=== WHAT YOU SHOULD DO ===
Please output exactly the run of lines that starts at the line with "the boy's teeth" and ends at the last line of the records below.

=== RECORDS FOR PROCESSING ===

[START]

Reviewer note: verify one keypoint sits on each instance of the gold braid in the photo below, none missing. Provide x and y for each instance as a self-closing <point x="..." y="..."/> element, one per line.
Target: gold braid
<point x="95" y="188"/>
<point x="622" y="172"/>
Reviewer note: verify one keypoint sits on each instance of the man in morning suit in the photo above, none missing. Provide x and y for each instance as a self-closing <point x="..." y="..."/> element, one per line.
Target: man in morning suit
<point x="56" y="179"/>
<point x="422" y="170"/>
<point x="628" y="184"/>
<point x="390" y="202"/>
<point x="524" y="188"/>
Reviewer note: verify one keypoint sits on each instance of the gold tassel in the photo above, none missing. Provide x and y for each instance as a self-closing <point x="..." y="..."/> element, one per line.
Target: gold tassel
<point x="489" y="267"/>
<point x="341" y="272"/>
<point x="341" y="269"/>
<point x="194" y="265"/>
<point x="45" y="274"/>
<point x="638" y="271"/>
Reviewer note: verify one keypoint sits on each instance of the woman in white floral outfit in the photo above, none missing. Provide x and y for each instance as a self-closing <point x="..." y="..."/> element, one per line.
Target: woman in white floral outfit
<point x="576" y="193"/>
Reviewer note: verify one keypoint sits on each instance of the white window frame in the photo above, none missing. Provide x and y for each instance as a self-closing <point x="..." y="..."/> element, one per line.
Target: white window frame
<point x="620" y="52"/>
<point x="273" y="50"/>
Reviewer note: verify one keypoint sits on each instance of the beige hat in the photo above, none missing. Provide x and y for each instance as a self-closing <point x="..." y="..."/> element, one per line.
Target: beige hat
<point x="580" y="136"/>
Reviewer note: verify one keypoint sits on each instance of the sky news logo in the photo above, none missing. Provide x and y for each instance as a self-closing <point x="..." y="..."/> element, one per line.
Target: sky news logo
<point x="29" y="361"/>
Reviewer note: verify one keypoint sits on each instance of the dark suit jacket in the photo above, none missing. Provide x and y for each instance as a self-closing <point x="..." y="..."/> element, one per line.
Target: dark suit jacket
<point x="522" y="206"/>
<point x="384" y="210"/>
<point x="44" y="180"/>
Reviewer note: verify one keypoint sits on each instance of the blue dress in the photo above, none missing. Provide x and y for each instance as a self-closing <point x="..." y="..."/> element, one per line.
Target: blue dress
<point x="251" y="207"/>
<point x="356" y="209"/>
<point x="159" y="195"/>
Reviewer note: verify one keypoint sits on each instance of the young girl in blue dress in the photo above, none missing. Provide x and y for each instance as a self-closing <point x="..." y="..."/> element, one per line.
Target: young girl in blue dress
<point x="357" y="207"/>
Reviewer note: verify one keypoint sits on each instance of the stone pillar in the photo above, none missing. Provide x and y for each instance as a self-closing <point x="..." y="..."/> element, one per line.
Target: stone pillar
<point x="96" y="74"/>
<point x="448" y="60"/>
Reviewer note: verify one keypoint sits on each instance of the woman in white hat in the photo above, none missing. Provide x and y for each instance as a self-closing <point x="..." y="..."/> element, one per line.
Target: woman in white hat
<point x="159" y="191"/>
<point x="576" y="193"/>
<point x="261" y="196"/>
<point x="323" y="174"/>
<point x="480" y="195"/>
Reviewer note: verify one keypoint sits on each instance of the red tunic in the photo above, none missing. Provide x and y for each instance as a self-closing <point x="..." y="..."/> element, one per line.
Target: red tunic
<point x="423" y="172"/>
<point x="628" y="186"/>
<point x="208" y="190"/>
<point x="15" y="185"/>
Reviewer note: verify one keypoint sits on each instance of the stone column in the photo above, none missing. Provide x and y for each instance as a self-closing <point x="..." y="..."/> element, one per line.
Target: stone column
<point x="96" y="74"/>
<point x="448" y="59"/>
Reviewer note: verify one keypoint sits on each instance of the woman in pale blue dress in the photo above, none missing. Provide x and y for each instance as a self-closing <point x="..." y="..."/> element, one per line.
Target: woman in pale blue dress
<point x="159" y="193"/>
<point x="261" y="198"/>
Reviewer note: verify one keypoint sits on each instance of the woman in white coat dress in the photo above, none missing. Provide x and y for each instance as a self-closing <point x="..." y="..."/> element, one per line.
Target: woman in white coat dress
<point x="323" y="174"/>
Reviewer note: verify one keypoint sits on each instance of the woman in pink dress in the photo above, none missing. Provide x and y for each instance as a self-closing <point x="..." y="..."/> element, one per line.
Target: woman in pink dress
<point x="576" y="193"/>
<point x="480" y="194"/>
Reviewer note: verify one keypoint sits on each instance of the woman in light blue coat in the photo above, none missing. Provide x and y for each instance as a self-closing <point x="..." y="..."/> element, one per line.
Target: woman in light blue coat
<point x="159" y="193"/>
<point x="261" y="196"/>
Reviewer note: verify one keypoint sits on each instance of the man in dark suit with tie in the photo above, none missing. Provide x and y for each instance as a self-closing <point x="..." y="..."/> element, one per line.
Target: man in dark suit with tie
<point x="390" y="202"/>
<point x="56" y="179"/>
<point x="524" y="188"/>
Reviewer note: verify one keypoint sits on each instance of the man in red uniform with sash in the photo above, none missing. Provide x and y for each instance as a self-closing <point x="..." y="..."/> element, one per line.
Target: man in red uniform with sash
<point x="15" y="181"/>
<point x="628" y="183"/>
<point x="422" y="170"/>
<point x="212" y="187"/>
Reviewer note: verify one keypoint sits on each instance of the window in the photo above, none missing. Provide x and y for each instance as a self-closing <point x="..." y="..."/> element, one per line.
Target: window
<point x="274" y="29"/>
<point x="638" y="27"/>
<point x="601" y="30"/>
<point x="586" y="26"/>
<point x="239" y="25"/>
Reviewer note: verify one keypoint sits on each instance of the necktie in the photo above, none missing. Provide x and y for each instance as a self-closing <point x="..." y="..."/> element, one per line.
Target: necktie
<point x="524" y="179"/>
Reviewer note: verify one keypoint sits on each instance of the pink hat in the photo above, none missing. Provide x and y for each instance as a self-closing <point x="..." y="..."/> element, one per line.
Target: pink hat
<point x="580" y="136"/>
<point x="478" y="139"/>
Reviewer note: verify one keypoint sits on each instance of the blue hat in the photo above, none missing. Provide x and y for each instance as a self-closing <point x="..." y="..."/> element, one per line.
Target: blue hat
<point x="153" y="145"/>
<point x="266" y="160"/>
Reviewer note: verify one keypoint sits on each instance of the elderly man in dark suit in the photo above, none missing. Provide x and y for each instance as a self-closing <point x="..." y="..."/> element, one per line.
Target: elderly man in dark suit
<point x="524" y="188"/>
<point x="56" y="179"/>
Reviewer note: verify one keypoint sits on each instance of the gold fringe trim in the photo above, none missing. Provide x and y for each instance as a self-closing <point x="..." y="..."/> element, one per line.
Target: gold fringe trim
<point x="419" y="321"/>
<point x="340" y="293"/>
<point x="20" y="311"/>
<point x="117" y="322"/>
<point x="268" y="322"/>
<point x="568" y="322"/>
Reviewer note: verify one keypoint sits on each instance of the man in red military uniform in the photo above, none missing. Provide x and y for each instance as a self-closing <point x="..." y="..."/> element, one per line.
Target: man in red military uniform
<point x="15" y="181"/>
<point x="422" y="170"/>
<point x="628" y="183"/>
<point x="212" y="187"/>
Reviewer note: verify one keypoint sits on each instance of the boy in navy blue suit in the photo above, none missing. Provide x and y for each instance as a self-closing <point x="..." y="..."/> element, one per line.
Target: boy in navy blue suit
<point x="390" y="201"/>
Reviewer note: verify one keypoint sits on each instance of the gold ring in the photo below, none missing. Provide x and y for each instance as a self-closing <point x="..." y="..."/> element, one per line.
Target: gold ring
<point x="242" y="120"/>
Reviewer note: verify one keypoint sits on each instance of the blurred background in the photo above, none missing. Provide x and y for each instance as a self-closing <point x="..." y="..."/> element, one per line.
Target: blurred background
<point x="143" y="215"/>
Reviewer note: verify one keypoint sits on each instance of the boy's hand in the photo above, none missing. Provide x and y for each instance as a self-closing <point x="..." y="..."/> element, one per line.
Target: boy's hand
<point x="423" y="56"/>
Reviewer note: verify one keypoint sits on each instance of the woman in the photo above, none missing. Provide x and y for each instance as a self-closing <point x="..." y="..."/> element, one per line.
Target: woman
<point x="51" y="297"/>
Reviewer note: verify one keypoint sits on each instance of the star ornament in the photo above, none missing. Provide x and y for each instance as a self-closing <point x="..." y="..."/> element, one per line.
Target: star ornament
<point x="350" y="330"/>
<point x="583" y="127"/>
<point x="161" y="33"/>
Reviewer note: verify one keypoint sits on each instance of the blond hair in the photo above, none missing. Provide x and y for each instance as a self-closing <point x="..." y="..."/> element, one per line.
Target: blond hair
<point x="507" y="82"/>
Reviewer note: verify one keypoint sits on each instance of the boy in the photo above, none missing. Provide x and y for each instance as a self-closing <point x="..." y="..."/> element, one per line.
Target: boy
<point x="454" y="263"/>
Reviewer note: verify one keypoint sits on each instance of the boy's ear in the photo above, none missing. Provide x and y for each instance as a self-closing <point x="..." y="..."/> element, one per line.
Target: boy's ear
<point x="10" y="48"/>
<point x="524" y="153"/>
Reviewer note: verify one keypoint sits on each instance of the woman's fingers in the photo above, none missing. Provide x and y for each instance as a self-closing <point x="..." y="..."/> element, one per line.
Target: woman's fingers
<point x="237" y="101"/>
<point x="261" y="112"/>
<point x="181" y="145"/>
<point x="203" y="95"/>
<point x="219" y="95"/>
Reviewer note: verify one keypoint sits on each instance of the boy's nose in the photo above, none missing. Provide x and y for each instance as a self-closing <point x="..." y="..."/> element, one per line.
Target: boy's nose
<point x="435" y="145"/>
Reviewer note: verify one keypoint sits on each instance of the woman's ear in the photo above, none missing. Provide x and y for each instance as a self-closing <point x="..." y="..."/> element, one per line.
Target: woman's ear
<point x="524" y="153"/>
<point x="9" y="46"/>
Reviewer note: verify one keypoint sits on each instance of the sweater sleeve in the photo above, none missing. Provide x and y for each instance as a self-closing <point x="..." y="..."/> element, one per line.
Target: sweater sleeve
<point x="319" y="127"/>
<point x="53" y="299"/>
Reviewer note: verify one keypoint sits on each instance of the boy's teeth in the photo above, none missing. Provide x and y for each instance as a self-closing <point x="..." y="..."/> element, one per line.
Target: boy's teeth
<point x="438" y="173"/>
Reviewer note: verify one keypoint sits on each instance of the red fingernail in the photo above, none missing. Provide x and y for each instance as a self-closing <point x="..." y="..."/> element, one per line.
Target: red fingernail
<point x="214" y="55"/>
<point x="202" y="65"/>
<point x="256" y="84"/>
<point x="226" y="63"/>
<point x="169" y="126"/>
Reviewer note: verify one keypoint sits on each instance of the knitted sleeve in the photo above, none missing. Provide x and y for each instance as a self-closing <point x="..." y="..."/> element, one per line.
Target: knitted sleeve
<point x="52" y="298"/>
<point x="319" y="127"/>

[END]

=== COMPLETED TASK ===
Reviewer note: verify one keypoint sits on each instance of the boy's teeth in the photo above, none missing. Provide x and y for each instance as a self-closing <point x="..." y="..."/> element, one per line.
Target: boy's teeth
<point x="438" y="173"/>
Reviewer note: verify one keypoint sits on each instance of the red fingernail in the photo above, none missing. Provide x and y for each instance as a self-closing <point x="..." y="..."/> element, one per line.
Target: red fingernail
<point x="214" y="55"/>
<point x="202" y="65"/>
<point x="256" y="84"/>
<point x="226" y="63"/>
<point x="169" y="126"/>
Reviewer note: verify one keypoint sits on each instance of the knitted sleeve in the photo above, none missing. Provide x and y for each instance as a self-closing <point x="..." y="..."/> element, one per line.
Target: knitted sleeve
<point x="52" y="298"/>
<point x="319" y="127"/>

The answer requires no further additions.